> **PROBLEM REQUIREMENTS**: Copy the material from its first line through the line that contains "point(364, 389)", requests included, and shift every x and y coordinate in the answers by adding 43. Leave out everything after that line.

> **PROVIDED RECORDS**:
-----

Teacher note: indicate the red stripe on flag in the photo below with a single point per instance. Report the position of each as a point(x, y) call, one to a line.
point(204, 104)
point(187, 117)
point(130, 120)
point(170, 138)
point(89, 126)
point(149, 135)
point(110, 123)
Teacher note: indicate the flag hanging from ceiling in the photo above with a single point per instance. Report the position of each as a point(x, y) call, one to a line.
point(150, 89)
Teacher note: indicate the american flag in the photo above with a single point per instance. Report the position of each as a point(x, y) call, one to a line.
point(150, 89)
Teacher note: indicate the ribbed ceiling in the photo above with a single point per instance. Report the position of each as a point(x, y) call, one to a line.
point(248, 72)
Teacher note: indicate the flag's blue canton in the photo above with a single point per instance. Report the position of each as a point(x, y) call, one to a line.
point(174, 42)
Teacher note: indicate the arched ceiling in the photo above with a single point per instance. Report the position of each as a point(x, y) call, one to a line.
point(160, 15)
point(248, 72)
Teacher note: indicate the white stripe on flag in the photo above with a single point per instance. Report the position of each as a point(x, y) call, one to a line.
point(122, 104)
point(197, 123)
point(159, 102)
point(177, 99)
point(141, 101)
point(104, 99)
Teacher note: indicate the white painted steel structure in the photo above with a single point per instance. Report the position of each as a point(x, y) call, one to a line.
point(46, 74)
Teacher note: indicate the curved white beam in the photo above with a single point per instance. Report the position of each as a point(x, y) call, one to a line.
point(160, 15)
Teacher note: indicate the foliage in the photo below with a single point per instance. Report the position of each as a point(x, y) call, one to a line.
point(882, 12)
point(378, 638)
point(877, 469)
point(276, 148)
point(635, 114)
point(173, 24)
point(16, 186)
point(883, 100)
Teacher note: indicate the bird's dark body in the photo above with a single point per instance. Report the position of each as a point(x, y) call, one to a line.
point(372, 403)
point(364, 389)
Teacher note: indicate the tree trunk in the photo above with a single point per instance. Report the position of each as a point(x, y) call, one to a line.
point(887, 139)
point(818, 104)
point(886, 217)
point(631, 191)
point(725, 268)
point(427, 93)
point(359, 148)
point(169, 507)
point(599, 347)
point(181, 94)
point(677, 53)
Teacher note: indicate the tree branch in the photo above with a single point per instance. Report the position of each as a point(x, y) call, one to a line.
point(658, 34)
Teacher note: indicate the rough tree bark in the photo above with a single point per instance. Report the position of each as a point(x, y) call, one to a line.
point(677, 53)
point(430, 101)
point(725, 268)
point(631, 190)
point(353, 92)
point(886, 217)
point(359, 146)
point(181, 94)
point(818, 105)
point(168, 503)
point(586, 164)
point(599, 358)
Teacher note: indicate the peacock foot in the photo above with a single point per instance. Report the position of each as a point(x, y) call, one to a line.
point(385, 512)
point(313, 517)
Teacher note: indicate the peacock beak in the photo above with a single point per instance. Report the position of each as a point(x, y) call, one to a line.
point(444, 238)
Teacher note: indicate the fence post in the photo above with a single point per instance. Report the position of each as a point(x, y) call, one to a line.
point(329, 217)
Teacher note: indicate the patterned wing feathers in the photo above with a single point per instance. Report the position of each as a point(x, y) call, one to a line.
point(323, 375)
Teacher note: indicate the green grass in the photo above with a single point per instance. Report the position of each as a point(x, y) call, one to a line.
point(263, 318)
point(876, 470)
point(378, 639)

-----

> **SOLVED EXERCISE**:
Teacher note: indicate the red stripe on flag in the photo below with a single point per instance. Report the position of each as a point(x, y) call, one to a line.
point(247, 147)
point(230, 160)
point(173, 163)
point(213, 181)
point(132, 169)
point(192, 178)
point(153, 166)
Teacher note: indicate the flag hanging from ceiling in the photo above with a single point per instance. Report the position of each as a point(x, y) call, one to a line.
point(193, 132)
Teacher note: indicate the american flag in the photo above with a single point per instance. Report the position of each as a point(x, y) call, one to a line.
point(193, 132)
Teacher note: indicate the ribbed ceiling in the photo above with a single point per instance. Report the position of each as a point(x, y) call, one to a line.
point(291, 115)
Teacher note: indicate the flag's blue canton in the photo above with a single point per instance. Report the position of each as a point(x, y) call, one to a line.
point(217, 85)
Teacher note: indicate the arched ceiling in the photo above with a single point per instance. Report the position of each as a point(x, y) call, one to a line.
point(203, 58)
point(291, 115)
Teacher note: indicate the white stripe on flag in the photo above with a single point per instance. Report the position of each as a point(x, y) call, one to a line.
point(165, 147)
point(240, 166)
point(202, 145)
point(220, 142)
point(184, 144)
point(147, 142)
Teacher note: indicate the white painted steel structure in the photo above with a single point per instance. Report the position of each as a point(x, y) call, one to a line.
point(89, 117)
Teacher note: indicate the curved white beam in the photo above with a single point per instance. Report the position of each as a point(x, y) call, one to a line.
point(203, 58)
Teacher note: indicate the foliage in the photo below with a single point per instance. Report the position of each as a point(x, y) call, one to a line.
point(925, 55)
point(421, 681)
point(920, 512)
point(319, 191)
point(678, 157)
point(216, 67)
point(59, 229)
point(926, 143)
Teacher note: indicate the bird's dark body in the photo above with a single point per instance. Report the position of each as a point(x, y) call, one to a line.
point(415, 446)
point(407, 432)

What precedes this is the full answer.